Top of Exercise inputs

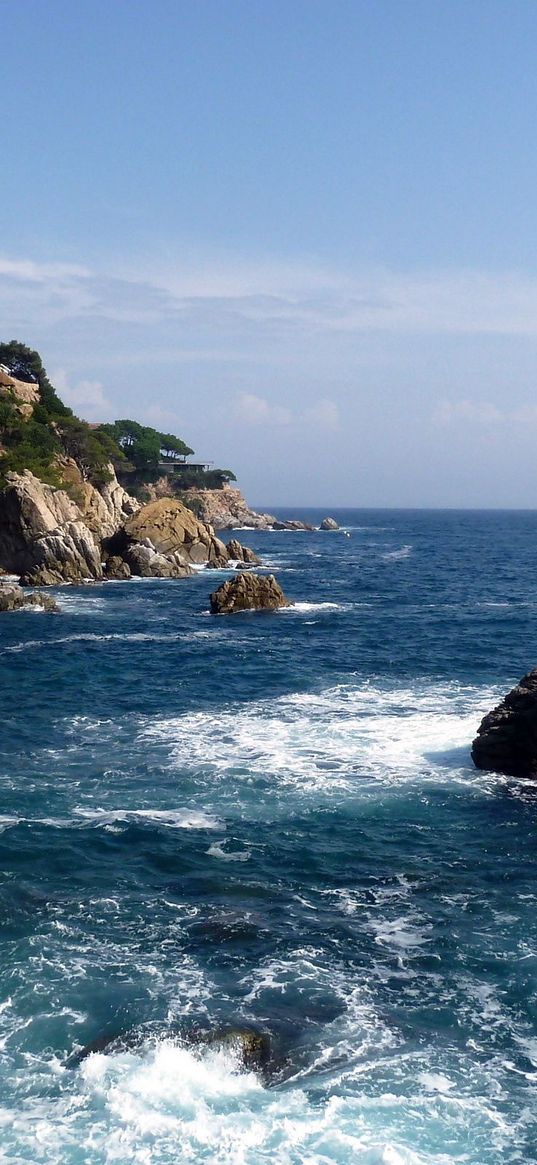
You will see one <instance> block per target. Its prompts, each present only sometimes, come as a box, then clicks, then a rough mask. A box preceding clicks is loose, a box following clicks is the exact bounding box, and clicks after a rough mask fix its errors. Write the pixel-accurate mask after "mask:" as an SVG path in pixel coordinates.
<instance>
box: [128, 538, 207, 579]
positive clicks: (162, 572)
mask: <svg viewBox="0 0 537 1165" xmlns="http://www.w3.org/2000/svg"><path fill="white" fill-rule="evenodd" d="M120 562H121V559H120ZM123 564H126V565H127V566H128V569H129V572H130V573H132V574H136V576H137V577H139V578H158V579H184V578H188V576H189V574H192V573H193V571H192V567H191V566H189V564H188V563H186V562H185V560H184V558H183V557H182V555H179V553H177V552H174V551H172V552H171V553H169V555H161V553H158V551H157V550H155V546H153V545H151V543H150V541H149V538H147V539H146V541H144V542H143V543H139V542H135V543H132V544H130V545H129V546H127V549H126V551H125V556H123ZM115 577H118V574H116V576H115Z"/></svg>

Bottom of Exercise inputs
Top of Exercise inputs

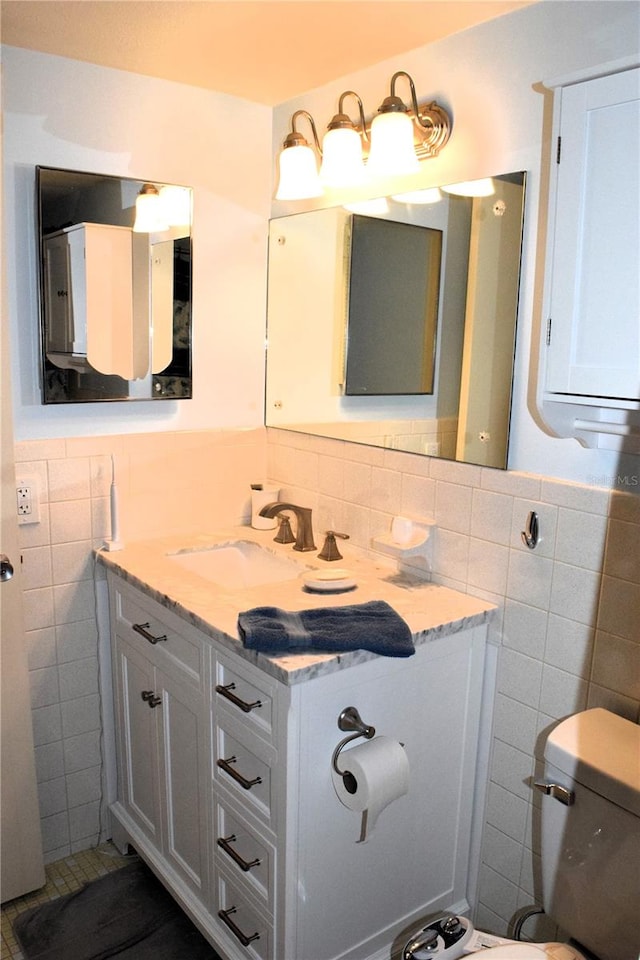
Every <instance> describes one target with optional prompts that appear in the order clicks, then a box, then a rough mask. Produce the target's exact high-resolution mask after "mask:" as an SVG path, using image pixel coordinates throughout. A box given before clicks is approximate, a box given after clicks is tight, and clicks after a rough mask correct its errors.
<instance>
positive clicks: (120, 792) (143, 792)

Bottom of Exercise inputs

• **Work request**:
From the records above, print exactly the lines that run from the line with "You will see" to the line with "box: [128, 538, 207, 579]", inclusive.

• **Output of the task**:
You will see one <instance> block per target. Its prompts, each present only sometimes, come as a box, then clicks, then a rough mask. A box preceding clicks is loose, a box following clicks is the exact bounding box, and clicks after a rough mask fix its errors. Write the pixel-accurate mask after "mask:" as an SVG path in pixel coordinates.
<instance>
box: [128, 538, 207, 579]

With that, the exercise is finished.